EXERCISE DIRECTIONS → Every line in the data must be transcribed exactly.

[RECORDS SUPPLIED Boundary: Start]

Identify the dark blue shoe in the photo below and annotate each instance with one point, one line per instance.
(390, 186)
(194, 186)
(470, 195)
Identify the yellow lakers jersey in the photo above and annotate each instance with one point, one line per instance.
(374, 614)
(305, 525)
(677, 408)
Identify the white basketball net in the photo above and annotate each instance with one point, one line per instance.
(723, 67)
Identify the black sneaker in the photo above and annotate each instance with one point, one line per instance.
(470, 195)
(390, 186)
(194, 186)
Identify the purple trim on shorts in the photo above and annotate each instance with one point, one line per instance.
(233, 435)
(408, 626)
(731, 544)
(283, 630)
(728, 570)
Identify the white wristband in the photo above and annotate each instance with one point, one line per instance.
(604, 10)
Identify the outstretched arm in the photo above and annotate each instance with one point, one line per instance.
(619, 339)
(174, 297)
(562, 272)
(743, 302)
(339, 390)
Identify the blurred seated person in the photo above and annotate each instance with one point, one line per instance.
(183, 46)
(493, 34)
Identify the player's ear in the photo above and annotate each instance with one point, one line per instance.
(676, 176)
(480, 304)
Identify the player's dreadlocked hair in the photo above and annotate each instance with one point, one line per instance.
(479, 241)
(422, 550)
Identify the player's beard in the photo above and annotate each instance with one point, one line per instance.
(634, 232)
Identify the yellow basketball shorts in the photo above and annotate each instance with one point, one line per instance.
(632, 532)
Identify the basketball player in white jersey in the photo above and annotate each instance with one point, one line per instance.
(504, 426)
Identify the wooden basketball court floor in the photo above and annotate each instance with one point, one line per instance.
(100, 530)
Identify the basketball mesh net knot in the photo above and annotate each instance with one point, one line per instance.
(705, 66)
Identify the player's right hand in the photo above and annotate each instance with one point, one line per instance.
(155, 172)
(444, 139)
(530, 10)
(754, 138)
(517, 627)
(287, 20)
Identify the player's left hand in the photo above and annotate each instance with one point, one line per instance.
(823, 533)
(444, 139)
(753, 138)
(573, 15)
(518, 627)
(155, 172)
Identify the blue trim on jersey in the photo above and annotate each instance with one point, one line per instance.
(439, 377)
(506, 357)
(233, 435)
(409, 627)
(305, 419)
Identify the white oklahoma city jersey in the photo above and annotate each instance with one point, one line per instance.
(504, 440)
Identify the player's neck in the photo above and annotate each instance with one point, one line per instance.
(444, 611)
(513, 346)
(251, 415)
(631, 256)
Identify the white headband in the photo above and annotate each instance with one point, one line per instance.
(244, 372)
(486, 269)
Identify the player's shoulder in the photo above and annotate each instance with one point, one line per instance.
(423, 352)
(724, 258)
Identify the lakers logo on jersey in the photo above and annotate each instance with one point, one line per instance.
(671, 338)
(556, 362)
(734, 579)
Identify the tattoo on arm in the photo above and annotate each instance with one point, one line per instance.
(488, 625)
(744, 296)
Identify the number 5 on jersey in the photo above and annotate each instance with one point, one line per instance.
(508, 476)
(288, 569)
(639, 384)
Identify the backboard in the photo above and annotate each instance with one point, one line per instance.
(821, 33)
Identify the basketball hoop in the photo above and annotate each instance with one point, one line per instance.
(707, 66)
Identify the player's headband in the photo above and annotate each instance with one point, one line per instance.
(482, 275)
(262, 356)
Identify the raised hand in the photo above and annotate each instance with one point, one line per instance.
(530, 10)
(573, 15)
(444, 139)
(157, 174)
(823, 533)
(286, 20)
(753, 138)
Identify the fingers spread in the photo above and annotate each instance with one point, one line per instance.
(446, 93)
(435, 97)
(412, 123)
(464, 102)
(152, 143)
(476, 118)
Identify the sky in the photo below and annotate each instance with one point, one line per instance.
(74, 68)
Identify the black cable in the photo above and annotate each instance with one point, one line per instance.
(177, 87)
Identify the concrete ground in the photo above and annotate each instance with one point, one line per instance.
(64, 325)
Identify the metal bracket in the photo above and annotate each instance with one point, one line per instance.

[RECORDS SUPPLIED Boundary: End]

SOLVED EXERCISE →
Identify the dark blue shoe in the photo below and annotate each instance with one point, one line per instance.
(390, 186)
(194, 186)
(470, 195)
Identify the yellow lakers jersey in the photo above and annotate each instance with one point, one line per instance.
(374, 614)
(305, 525)
(677, 408)
Identify the white basketball net in the photo above and annotate each instance with one point, one line per instance.
(723, 67)
Identify the black sneaker in the photo above and annotate each instance with one point, one line per instance.
(470, 195)
(390, 186)
(194, 186)
Identify the purple trim on shorts in the photo above and annotate each instance with one point, one line per instance.
(233, 435)
(408, 626)
(731, 544)
(283, 630)
(728, 570)
Identify the white wristband in the photo above and annotate each instance with one point, one line per instance.
(604, 10)
Identify the outstretched arm in the photo above and annotate each instance with one point, one line per instance.
(619, 339)
(174, 297)
(562, 272)
(743, 302)
(339, 390)
Identify the blurred seated person in the photo above and annotate each instance with one point, one line per instance.
(183, 46)
(493, 34)
Identify the player's ear in the photo above and annotate each instance with one point, one line per instance.
(676, 176)
(480, 304)
Identify the player's dreadlocked hair in the photo above and annotate each instance with one point, one line per instance.
(479, 241)
(422, 550)
Identify the player's beard in the photo above and annotate each instance with one point, one line per instance.
(634, 232)
Identify the yellow basketball shorts in the photo above and annotate each instance with one point, one line per instance.
(632, 532)
Identify the basketball player in white jersey in the photo above and annotate each instance with one point, one line per instance.
(504, 426)
Identify the wooden basketball court floor in the photo above and annotate each instance with one point, one line per instance.
(100, 530)
Identify the basketball mesh net knot in the photo above and annotate each instance with one point, one line per instance.
(705, 66)
Identify the player's right hand in the photo above and annotate each instance with one point, one line per instance.
(155, 172)
(444, 139)
(530, 10)
(754, 138)
(517, 627)
(287, 20)
Identify the player's left hand in the photo above and annotate each instance with one point, one line per instance.
(823, 533)
(444, 139)
(753, 138)
(573, 15)
(518, 627)
(155, 172)
Identify the blue trim on jersey in the photo above and annotate each instance with one point, one line per instance.
(439, 377)
(506, 357)
(233, 435)
(409, 627)
(305, 419)
Identify the white oklahoma city jersey in the photo above and annotate each instance with one point, one line per instance.
(504, 440)
Identify the player's neck in the photo above and annotate each instance with one point, one line per instance.
(444, 611)
(513, 346)
(251, 415)
(631, 256)
Identify the white headband in the photo above and annotate each instance with one point, one line per instance.
(244, 372)
(486, 269)
Identify the player's shoulder in the photo above and annotate each instance with one point, one line per instance.
(423, 352)
(724, 258)
Identify the lakers logo on jersey in the photo above and annotate each instance with one point, one line per instance.
(671, 338)
(556, 362)
(734, 579)
Identify the tattoo on arm in the photo above and annotate each instance with one point, one line per instance.
(488, 625)
(744, 296)
Identify the number 5 on jersey in the photo above and annotate each instance with one point, one line per instance.
(508, 476)
(288, 569)
(639, 384)
Identify the backboard in the photo above and annotate each instance with one point, one line per instance.
(821, 33)
Identify the basketball hoop in the photo above and annotate each instance with one point, one line per instance.
(707, 66)
Identify the player's headband in the photo above and annotate each instance with one point, one line per instance.
(482, 275)
(262, 356)
Identify the raised hand in the photo above and annotate each instance with one point, one line per instance.
(530, 10)
(573, 15)
(444, 139)
(157, 174)
(823, 533)
(286, 20)
(753, 138)
Identify the fingers spread in the photo above and annotate each instance with one point, one line per instance.
(446, 93)
(435, 97)
(412, 123)
(464, 102)
(152, 143)
(476, 118)
Identify the sky in the photo below and annotate each instance with one point, one line per instance.
(74, 68)
Identify the black cable in the photo above and annotate each instance with one point, one line per instance.
(177, 87)
Identify the concrete ground in the photo above and annotate each instance with one point, one line per instance.
(64, 325)
Identify the metal bracket in the photo above and annotate each instance with one point, one line per instance.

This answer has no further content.